Entries from a dataset
• • •

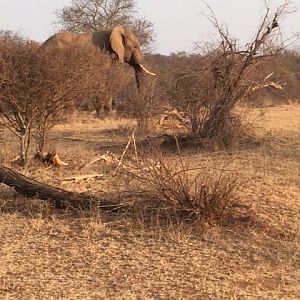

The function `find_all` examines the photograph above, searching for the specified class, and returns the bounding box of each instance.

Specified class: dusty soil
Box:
[0,105,300,299]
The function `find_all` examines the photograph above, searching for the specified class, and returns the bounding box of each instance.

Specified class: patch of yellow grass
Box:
[0,105,300,300]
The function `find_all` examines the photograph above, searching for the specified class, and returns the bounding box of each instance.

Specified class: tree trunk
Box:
[0,166,120,209]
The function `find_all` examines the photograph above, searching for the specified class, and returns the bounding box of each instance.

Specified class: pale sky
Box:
[0,0,300,54]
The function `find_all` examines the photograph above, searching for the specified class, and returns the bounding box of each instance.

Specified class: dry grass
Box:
[0,105,300,299]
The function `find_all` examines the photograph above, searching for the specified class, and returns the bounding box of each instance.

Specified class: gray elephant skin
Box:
[43,26,156,88]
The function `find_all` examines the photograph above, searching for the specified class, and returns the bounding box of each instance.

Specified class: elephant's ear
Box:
[110,26,125,63]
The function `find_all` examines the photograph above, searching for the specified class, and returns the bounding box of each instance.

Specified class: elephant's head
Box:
[110,26,156,87]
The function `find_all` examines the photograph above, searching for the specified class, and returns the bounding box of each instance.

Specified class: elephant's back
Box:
[92,30,112,52]
[43,32,92,49]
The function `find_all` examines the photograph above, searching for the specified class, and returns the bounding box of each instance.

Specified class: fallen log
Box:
[0,166,121,210]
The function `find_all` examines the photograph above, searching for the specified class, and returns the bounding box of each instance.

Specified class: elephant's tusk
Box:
[139,64,156,76]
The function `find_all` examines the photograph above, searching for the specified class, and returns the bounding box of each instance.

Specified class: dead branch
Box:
[0,166,121,210]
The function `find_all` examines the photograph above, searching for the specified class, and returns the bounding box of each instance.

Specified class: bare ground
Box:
[0,105,300,299]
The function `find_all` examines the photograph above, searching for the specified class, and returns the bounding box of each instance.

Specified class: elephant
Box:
[43,26,156,89]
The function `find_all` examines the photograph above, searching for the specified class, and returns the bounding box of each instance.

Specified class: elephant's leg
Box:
[103,97,113,114]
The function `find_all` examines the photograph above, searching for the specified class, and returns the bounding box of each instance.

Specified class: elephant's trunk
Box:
[133,64,156,90]
[139,64,156,76]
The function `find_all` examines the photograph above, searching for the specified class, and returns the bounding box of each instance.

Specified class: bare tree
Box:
[0,35,127,163]
[57,0,154,50]
[159,4,296,143]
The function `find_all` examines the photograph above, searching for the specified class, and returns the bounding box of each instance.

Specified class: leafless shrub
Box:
[0,31,127,163]
[152,4,296,145]
[125,158,239,223]
[126,78,159,133]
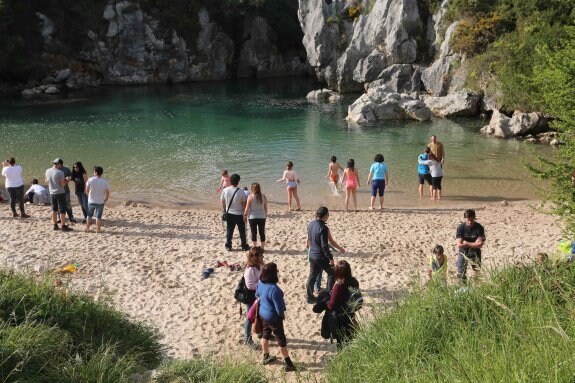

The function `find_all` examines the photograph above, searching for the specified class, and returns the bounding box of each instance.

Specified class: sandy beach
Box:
[0,201,561,376]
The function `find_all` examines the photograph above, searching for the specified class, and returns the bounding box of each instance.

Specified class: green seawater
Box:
[0,78,551,209]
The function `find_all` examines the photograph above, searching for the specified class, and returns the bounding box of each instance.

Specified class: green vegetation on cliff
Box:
[327,263,575,383]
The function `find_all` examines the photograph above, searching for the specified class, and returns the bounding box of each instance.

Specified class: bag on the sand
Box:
[234,275,250,304]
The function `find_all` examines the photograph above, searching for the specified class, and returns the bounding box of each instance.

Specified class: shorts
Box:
[50,193,67,213]
[417,173,431,185]
[86,202,104,219]
[371,180,385,197]
[262,319,287,347]
[431,177,443,190]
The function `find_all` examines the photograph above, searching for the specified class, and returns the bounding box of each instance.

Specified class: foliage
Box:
[0,271,162,382]
[326,264,575,383]
[154,358,267,383]
[531,27,575,236]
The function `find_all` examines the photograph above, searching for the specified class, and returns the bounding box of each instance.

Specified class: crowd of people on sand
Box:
[218,136,486,371]
[2,157,110,233]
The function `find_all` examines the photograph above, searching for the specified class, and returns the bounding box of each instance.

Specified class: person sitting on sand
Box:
[244,246,264,349]
[276,161,301,211]
[325,156,341,194]
[256,262,296,372]
[24,178,50,205]
[86,166,110,233]
[341,158,361,211]
[428,245,447,283]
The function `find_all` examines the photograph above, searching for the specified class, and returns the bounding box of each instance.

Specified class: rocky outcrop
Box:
[298,0,423,92]
[424,92,481,117]
[346,86,431,124]
[481,110,549,138]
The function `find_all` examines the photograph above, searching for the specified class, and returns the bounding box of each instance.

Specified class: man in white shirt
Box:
[86,166,110,233]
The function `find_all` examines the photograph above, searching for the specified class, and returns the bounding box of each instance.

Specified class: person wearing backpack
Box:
[244,246,264,350]
[327,260,359,347]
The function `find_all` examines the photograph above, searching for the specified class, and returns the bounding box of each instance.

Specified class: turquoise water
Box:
[0,79,550,208]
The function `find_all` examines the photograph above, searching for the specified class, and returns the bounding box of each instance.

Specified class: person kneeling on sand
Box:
[86,166,110,233]
[256,262,296,371]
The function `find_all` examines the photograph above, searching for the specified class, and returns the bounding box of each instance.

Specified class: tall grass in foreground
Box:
[326,264,575,383]
[0,271,162,383]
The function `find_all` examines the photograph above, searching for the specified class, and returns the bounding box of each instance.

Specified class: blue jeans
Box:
[87,203,104,219]
[76,192,88,219]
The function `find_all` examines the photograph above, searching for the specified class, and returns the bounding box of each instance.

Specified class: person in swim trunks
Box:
[325,156,342,194]
[367,154,389,210]
[276,161,301,211]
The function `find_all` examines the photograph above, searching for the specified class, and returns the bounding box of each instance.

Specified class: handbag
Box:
[222,188,240,221]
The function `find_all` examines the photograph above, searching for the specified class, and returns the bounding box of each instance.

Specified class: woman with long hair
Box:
[244,182,268,249]
[276,161,301,211]
[256,262,296,371]
[72,161,88,223]
[244,247,264,349]
[341,158,361,211]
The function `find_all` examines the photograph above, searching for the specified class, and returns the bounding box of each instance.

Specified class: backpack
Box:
[347,286,363,314]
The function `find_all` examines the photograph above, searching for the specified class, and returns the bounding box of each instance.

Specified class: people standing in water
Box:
[86,166,110,233]
[455,209,486,282]
[428,245,447,283]
[218,169,232,193]
[306,206,345,304]
[367,154,389,210]
[427,134,445,165]
[256,262,296,372]
[276,161,301,211]
[341,158,361,211]
[325,156,342,194]
[72,161,88,223]
[244,246,264,350]
[244,182,268,249]
[417,147,433,199]
[419,153,443,200]
[2,157,30,218]
[220,173,250,251]
[327,260,359,348]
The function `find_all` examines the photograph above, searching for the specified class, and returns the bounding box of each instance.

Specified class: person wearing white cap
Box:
[46,158,72,231]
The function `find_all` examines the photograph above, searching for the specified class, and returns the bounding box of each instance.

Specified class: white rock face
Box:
[481,109,548,138]
[346,86,431,124]
[298,0,424,92]
[424,92,480,117]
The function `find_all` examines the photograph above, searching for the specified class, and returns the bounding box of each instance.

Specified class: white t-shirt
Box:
[2,165,24,188]
[86,176,110,204]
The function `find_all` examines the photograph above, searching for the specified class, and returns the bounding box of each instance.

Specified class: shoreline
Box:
[0,200,561,374]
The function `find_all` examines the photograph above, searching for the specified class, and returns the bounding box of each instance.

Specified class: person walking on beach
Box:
[46,158,72,231]
[325,156,341,194]
[455,209,486,282]
[86,166,110,233]
[367,154,389,210]
[220,173,250,251]
[2,157,30,218]
[419,153,443,200]
[341,158,361,211]
[306,206,345,304]
[427,134,445,165]
[72,161,88,223]
[59,158,77,223]
[244,182,268,249]
[244,246,264,349]
[256,262,296,372]
[417,147,433,199]
[276,161,301,211]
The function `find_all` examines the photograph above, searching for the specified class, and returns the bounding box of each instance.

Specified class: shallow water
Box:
[0,78,551,209]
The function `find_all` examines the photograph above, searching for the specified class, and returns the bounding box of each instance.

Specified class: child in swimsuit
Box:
[276,161,301,211]
[218,169,232,193]
[325,156,341,194]
[341,158,361,211]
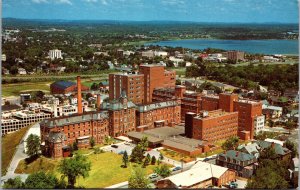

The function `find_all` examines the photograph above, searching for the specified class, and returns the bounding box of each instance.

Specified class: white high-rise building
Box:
[49,49,62,60]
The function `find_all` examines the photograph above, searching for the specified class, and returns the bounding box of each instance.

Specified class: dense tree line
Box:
[186,62,299,92]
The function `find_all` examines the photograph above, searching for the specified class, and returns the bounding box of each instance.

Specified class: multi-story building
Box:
[254,115,265,134]
[103,90,136,137]
[49,49,63,60]
[109,73,145,104]
[1,110,52,135]
[152,85,203,121]
[40,111,109,158]
[190,110,238,142]
[139,64,176,103]
[227,51,245,62]
[50,81,89,94]
[233,100,262,139]
[136,100,180,129]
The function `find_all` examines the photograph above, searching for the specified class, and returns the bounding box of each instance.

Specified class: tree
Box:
[58,154,91,188]
[130,144,144,163]
[285,140,298,158]
[25,171,59,189]
[222,136,239,150]
[91,83,99,90]
[3,176,25,189]
[72,141,78,150]
[143,154,150,167]
[139,136,149,152]
[26,134,41,157]
[90,137,96,148]
[123,150,128,168]
[128,167,150,189]
[151,156,156,165]
[154,164,171,178]
[246,160,288,189]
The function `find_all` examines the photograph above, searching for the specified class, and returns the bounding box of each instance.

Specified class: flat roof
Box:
[166,161,228,187]
[127,131,163,144]
[144,126,184,138]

• • •

What is asked: Turn the part that opens with the first line and closes with the line containing "[0,0,300,54]" into a two-column CSV with the headers text and answer. Give one row for each line and its answer, put each value in a quoted field with line breaks changed to spaces, and leave out the pictures.

Complete answer:
text,answer
"The function `find_all` examines the photograph above, searching for the specified class, and returns the bounding box of each instance. Specified class: dusty soil Box:","[0,105,300,299]"
"The function `find_all` examines the photograph above, searching for the specified class, and returns the bounding box of each instance. Specified class: patch of yellow grass Box:","[0,105,300,300]"
"The function `find_all` examines the photograph above, searching for the specified class, and returns the bounding box of each instance. Specified class: tree trunk Box:","[0,166,120,209]"
"The function `find_all` examines the photograph above, searching for the specified class, and returns the bounding box of each instance. Specified class: pale sky Box:","[0,0,300,54]"